-- begin --
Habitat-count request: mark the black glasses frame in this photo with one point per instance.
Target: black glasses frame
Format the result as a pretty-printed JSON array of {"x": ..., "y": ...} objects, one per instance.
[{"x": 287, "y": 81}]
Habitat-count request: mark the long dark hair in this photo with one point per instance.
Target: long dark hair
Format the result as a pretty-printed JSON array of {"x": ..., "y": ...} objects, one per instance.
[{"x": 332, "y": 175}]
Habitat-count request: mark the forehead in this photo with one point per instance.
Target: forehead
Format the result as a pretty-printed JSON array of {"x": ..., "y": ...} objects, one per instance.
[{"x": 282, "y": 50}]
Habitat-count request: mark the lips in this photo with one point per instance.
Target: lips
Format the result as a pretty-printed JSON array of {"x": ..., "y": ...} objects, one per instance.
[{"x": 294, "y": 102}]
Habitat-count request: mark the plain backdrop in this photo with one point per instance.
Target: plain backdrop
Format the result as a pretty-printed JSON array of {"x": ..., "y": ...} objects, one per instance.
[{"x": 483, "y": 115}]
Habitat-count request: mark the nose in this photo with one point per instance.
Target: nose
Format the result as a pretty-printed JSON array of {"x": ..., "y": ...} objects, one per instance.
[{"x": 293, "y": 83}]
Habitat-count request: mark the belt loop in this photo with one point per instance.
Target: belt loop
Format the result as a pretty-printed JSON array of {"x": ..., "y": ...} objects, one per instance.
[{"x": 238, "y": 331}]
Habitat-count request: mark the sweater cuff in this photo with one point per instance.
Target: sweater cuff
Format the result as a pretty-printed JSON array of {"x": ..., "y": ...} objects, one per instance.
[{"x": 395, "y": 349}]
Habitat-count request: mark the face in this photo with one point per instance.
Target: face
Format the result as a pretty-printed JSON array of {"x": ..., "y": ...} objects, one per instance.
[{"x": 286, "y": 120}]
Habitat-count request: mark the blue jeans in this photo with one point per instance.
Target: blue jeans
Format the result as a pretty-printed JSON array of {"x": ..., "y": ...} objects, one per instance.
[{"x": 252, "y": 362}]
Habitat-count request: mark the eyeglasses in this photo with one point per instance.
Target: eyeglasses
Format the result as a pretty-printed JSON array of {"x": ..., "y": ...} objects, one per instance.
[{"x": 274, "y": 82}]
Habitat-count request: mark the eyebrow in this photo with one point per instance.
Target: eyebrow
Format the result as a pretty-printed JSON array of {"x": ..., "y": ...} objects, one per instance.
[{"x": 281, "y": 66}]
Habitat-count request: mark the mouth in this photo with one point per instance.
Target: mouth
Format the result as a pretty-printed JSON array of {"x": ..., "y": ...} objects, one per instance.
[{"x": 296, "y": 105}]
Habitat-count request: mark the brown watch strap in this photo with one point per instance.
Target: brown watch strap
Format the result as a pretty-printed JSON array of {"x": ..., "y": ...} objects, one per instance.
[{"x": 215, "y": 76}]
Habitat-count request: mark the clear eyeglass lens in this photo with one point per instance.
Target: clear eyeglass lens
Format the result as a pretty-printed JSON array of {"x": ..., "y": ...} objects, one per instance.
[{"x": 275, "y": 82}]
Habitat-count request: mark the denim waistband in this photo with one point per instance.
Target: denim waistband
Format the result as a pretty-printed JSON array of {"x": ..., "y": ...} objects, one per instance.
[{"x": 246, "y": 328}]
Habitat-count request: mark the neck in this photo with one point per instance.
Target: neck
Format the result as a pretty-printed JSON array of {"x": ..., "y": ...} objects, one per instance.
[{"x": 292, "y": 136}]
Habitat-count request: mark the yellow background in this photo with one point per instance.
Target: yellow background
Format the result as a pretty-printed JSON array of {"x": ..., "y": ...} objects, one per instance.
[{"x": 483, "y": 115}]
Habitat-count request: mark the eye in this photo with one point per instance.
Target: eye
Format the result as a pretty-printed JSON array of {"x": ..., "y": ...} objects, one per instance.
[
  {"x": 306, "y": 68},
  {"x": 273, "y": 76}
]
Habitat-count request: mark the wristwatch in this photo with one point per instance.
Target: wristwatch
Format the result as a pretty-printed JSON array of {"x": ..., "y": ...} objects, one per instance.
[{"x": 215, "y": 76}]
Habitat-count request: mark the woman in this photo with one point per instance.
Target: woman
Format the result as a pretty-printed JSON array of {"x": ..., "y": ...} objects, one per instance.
-- end --
__Brief__:
Write out every line exactly as it stands.

__Exercise output__:
Habitat-count request: mark the black glasses frame in this photo with one point per instance.
Target: black glasses frame
Format the result as a pretty-printed JSON array of {"x": ..., "y": ...} objects, one per instance.
[{"x": 287, "y": 81}]
Habitat-count request: mark the long dark hair in this photo with one point per instance.
Target: long dark hair
Format the result as a pretty-printed JSON array of {"x": ..., "y": ...} objects, one per instance.
[{"x": 332, "y": 175}]
Habitat-count request: mark the forehead in this photo with one point per instance.
Target: forehead
Format the result as a pretty-printed JSON array of {"x": ..., "y": ...} objects, one per instance.
[{"x": 282, "y": 50}]
Habitat-count request: mark the lips in this photo with one point per instance.
Target: lips
Format the result as a pretty-printed JSON array of {"x": ..., "y": ...} objects, one per instance.
[{"x": 294, "y": 102}]
Habitat-count request: mark the plain backdrop in this photo with one point per instance.
Target: plain backdrop
Format the result as a pretty-printed JSON array of {"x": ..., "y": ...} objects, one per instance.
[{"x": 483, "y": 115}]
Habitat-count request: mark the nose in this photo with one point per instance.
Target: nose
Format the result as a pretty-printed JSON array of {"x": ..., "y": ...} objects, one per instance.
[{"x": 293, "y": 83}]
Habitat-count request: mark the belt loop in this photo with one point per instance.
Target: belt loop
Format the result as a pretty-printed JSON array of {"x": ..., "y": ...} objects, one per instance.
[{"x": 238, "y": 331}]
Habitat-count request: mark the sweater cuff in this photo with one point per instance.
Target: sweater cuff
Format the result as a pretty-printed JSON array of {"x": ..., "y": ...} objects, one per instance.
[{"x": 395, "y": 349}]
Habitat-count request: mark the face in this photo with one point per instance.
Target: face
Format the result as a pretty-printed JSON array of {"x": ..., "y": ...} objects, one per instance.
[{"x": 286, "y": 120}]
Habitat-count request: mark the blue jeans in this photo with one point per instance.
Target: blue jeans
Format the result as a pretty-printed JSON array of {"x": ..., "y": ...} objects, one per instance.
[{"x": 252, "y": 362}]
Habitat-count request: mark the eyeglasses in this photo with one point per instance.
Target: eyeglasses
Format the result as a pretty-printed JSON array of {"x": ..., "y": ...} objects, one per instance.
[{"x": 274, "y": 82}]
Habitat-count request: mark the eyebrow in this photo with one point per instance.
Target: eyebrow
Format the result as a pretty-printed JSON array of {"x": ..., "y": ...} objects, one per instance.
[{"x": 281, "y": 66}]
Habitat-count request: mark the mouth in this photo with one point per instance.
Target: mouth
Format the result as a pretty-printed JSON array of {"x": ..., "y": ...} objects, one per instance.
[{"x": 296, "y": 105}]
Habitat-count request: mark the brown watch strap in this photo with one point per instance.
Target: brown watch strap
Format the result as a pretty-printed JSON array of {"x": ..., "y": ...} objects, one per instance.
[{"x": 215, "y": 76}]
Habitat-count request: mark the clear eyeglass lens in this photo with one point per instance.
Target: clear eyeglass lens
Format the result as a pretty-printed JSON array of {"x": ..., "y": ...} objects, one per instance.
[{"x": 275, "y": 82}]
Habitat-count request: mark the denim waistband in this photo with one point per instance.
Target: denim waistband
Format the result as a pretty-printed JSON array of {"x": ..., "y": ...} objects, one per instance.
[{"x": 246, "y": 328}]
Habitat-count request: mark the neck in this photo with one point per instance.
Target: neck
Format the result as a pretty-printed JSON array of {"x": ..., "y": ...} objects, one per instance.
[{"x": 292, "y": 136}]
Habitat-count request: mark the yellow background in this photo with one point per instance.
Target: yellow background
Format the result as a pretty-printed JSON array of {"x": ..., "y": ...} objects, one per instance.
[{"x": 483, "y": 115}]
Habitat-count request: mark the eye in this photo with one point per instance.
Target: eye
Format the result as a pretty-printed JSON array of {"x": ..., "y": ...} objects, one per instance.
[
  {"x": 306, "y": 68},
  {"x": 273, "y": 76}
]
Habitat-count request: mark the wristwatch in this photo with one point per instance.
Target: wristwatch
Format the result as a pretty-printed JSON array of {"x": ..., "y": ...} objects, one per instance.
[{"x": 215, "y": 76}]
Habitat-count request: mark the woman in this photo with one point per instance.
Target: woman
Format the result as a pretty-printed JSON array of {"x": ..., "y": ...} objects, one per instance.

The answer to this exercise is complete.